OBJECTIVE:
Extract every line starting at the line that contains "the blue shingle" and ending with the final line of the data, inclusive; give only those lines, word for word.

DATASET RECORDS:
● ● ● ●
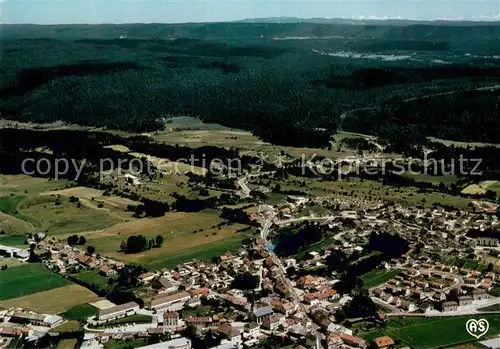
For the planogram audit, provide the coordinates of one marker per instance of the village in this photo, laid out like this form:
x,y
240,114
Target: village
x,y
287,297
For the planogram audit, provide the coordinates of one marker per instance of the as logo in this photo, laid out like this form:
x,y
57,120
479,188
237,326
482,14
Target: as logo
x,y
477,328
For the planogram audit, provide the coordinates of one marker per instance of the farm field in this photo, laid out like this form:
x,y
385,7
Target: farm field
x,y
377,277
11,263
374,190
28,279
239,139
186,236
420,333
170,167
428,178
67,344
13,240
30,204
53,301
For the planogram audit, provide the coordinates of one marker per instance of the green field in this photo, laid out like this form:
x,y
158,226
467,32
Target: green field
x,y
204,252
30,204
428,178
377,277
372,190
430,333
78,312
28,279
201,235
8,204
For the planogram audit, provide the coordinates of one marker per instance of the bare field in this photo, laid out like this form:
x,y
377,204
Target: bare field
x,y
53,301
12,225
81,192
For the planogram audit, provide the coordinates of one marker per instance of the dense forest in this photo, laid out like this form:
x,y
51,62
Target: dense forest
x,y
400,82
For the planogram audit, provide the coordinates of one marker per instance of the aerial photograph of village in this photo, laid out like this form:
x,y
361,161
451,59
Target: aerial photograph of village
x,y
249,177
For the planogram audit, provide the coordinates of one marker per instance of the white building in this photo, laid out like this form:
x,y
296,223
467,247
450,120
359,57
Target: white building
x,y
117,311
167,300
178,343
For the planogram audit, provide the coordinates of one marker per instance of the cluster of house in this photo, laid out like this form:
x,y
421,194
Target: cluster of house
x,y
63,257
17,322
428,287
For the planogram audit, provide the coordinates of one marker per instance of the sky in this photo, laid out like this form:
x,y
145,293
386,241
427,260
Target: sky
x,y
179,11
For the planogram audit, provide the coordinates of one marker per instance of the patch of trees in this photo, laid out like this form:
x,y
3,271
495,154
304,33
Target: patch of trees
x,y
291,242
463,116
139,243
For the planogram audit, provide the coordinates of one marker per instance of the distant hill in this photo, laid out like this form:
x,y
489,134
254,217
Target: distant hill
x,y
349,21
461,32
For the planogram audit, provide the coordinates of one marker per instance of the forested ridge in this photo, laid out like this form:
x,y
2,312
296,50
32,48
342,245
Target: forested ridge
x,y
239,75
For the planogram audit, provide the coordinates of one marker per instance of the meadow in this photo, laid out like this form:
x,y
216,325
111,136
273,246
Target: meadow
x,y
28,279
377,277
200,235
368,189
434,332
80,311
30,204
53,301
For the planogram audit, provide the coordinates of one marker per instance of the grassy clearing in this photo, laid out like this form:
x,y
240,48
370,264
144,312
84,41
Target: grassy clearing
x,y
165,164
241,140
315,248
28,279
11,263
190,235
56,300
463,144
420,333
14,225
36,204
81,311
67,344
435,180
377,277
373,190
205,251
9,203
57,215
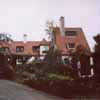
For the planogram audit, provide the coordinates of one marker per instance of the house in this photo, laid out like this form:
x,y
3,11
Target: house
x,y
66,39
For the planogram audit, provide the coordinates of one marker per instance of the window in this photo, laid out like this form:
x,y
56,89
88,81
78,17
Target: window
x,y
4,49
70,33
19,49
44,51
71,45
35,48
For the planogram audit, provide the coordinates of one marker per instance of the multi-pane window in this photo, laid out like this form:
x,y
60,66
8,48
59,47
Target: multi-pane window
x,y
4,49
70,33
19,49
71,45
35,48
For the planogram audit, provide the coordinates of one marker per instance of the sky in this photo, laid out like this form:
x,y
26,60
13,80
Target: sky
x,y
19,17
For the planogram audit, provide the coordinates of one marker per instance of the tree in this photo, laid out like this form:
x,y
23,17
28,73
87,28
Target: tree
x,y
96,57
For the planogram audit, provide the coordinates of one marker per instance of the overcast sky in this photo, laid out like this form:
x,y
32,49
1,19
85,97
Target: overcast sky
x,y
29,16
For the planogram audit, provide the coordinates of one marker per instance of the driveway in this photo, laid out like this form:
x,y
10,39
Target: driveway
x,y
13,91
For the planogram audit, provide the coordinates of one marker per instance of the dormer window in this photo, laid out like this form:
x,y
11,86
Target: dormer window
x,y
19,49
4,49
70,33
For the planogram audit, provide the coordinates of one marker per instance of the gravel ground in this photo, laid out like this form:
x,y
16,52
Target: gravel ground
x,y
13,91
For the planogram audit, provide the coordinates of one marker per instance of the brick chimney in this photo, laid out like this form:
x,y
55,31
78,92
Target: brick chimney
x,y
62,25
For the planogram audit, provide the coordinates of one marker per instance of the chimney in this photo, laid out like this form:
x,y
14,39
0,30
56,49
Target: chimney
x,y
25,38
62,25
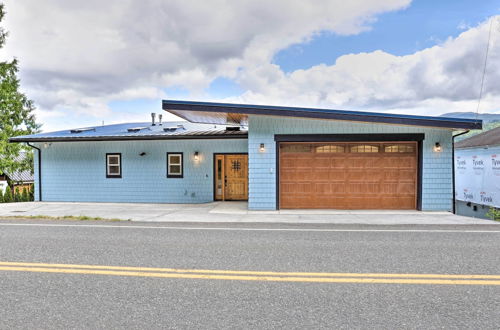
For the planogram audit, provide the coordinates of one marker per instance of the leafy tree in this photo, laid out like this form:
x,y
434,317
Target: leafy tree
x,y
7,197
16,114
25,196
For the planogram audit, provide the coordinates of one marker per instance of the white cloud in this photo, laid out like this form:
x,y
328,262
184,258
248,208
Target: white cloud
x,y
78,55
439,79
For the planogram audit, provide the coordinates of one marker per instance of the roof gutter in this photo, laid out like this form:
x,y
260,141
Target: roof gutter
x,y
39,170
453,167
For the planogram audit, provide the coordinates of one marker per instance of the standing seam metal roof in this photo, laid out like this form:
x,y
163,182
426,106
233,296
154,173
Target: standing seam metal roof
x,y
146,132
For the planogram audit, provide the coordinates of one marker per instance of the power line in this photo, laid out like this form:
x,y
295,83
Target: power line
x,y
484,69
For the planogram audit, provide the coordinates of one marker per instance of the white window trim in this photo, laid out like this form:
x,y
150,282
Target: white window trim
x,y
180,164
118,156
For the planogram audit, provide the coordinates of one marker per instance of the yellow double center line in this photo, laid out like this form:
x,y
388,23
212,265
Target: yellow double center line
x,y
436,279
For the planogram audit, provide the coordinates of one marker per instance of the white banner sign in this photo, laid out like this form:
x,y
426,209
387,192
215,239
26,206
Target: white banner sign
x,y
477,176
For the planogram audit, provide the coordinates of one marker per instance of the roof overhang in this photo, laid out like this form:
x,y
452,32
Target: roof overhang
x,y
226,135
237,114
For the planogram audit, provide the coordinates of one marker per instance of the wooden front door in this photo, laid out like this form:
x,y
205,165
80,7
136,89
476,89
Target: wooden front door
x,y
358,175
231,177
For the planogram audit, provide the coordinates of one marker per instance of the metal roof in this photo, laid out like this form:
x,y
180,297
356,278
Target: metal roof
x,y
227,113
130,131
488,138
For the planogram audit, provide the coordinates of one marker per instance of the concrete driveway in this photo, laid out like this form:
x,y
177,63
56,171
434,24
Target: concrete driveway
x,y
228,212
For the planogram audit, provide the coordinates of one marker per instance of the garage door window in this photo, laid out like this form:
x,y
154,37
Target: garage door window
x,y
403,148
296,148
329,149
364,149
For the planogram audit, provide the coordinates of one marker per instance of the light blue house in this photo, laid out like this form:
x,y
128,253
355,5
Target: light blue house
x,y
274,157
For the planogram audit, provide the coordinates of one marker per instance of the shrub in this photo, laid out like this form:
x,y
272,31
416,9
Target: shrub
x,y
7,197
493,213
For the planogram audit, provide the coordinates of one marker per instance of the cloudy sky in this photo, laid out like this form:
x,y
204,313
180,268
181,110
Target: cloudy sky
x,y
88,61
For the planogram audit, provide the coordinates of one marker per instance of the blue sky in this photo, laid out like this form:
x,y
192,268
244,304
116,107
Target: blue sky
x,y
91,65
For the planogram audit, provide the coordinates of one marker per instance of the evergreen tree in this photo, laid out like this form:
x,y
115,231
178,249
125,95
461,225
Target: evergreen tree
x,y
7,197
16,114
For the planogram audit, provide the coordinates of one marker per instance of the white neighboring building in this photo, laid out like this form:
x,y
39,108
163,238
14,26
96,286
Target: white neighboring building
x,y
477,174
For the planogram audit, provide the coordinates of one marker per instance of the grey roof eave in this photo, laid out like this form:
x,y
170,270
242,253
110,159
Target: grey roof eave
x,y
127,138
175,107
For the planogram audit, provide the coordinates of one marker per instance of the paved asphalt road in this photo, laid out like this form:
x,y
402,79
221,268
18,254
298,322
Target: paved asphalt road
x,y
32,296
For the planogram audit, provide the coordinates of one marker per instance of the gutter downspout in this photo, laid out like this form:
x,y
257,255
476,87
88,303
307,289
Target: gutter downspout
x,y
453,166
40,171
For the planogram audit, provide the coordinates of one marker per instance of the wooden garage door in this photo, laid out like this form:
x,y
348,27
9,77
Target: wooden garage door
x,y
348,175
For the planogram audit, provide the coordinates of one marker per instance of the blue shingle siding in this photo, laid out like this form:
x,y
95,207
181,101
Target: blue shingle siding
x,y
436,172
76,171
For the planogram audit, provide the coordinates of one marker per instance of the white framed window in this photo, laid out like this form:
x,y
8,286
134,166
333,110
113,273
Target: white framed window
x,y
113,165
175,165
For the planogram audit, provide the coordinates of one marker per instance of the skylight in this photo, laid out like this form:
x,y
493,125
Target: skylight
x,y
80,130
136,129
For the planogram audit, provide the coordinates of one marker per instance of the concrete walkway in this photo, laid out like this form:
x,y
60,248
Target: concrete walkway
● ● ● ●
WRITTEN SOLUTION:
For the planogram audit, provide the coordinates of one marker per instance of the blue shingle siding in this photo, laid out like this form:
x,y
95,207
181,101
Target: blue shingle siding
x,y
436,172
76,171
For the planogram audit, provide the coordinates of one marker per instance of the white framed window in this photo, laid out like this form:
x,y
8,286
134,166
333,110
113,273
Target: white framed window
x,y
113,165
175,165
For the planogram audit, provide the coordinates of one marker per instance of the skylight in this photo, laid out like this form:
x,y
493,125
Target: skylight
x,y
80,130
136,129
For the planogram audit, provide the coordinates of one marker per instance of the concrete walkway in this photo, laid out like this form:
x,y
60,248
Target: concrete walkway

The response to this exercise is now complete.